» **Reading passage**:
++++

SUMMARY: vxvm Raid-5 volume in detached/replay state

From: Fernando Nantes de Souza (fnantes@yahoo.com)
Date: Mon Jul 17 2000 - 11:27:50 CDT


Original Posting:

--- Fernando Nantes de Souza <fnantes@yahoo.com> wrote:
> Date: Sun, 16 Jul 2000 13:29:21 -0700 (PDT)
> From: Fernando Nantes de Souza <fnantes@yahoo.com>
> Subject: vxvm Raid-5 volume in detached/replay state
> To: Sun Managers <sun-managers@sunmanagers.ececs.uc.edu>
>
> Sun E3000 + A5000 + A100
> Solaris 2.5.1
> Sun StorEdge Volume Manager 2.6 (UFS no vxfs)
>
> We had some trouble with our electrical system after a thunderstorm
> on
> Friday night. The machine didn't reboot but it was probably a power
> spike that cause the disks to fail with many messages like this in
> /var/adm/messages:
>
> Jul 15 04:05:43 descartes unix: WARNING: vxvm:vxio: Raid-5 vol01
> block
> 32960: Uncorrectable write error
>
> After a couple of reboots/fsck cycles, we got to a situation were 3
> raid-5 volumes are in a "startable degraded" state according to
> vxinfo:
>
> vol13 fsgen Started
> vol09 fsgen Started
> vol14 fsgen Started
> vol04 fsgen Started
> vol12 fsgen Started
> vol06 fsgen Started
> vol11 fsgen Started
> vol07 fsgen Started
> vol03 fsgen Started
> vol05 fsgen Started
> vol01 raid5 Startable Degraded
> vol02 raid5 Started
> vol08 raid5 Startable Degraded
> vol10 raid5 Startable Degraded
>
> Sun Support looked at the output of the commands "vxprint -ht" and
> "vxdisk list" (see below) and said that the raidsets are being
> automatically recovered and it should take a couple of hours to come
> back to normal. vxprint shows a DETACHED/REPLAY state for the volumes
> (see vol01, vol08, vol10).
>
> I can format->analyze/read all the disks, probe-scsi-all looks good.
> But "vxdisk list" shows many disks with "online failing" status.
>
> The problem:
>
> - We've waited for more than 20 hours and the status didn't change.

++++

» **Tasks and exercises**:
- 1) Answer these questions about the RAID-5 posting:
(a) Which version of Solaris is the system running?
(b) Which volumes does vxinfo report as "Startable Degraded"?
(c) How long had they waited without the status changing?
- 2) Reproduce the text of the RAID-5 posting between "SUMMARY: vxvm Raid-5" and "13:29:21 -0700 (PDT)", inclusive.
- 3) List every volume that the vxinfo output in the RAID-5 posting shows with the type raid5.
The listing after the RAID-5 posting is not needed.

++++

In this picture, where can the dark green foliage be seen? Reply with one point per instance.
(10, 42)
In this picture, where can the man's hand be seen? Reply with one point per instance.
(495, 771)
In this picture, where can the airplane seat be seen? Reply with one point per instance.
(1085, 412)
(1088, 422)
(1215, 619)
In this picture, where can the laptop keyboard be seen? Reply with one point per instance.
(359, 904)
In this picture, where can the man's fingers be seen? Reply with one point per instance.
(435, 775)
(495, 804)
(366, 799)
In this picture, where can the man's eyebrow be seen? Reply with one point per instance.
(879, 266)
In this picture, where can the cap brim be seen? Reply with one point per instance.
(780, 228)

++++

» **Task solutions**:
- 1)
(a) Solaris 2.5.1
(b) vol01, vol08, and vol10
(c) More than 20 hours

- 2)
SUMMARY: vxvm Raid-5 volume in detached/replay state

From: Fernando Nantes de Souza (fnantes@yahoo.com)
Date: Mon Jul 17 2000 - 11:27:50 CDT


Original Posting:

--- Fernando Nantes de Souza <fnantes@yahoo.com> wrote:
> Date: Sun, 16 Jul 2000 13:29:21 -0700 (PDT)

- 3) vol01, vol02, vol08, vol10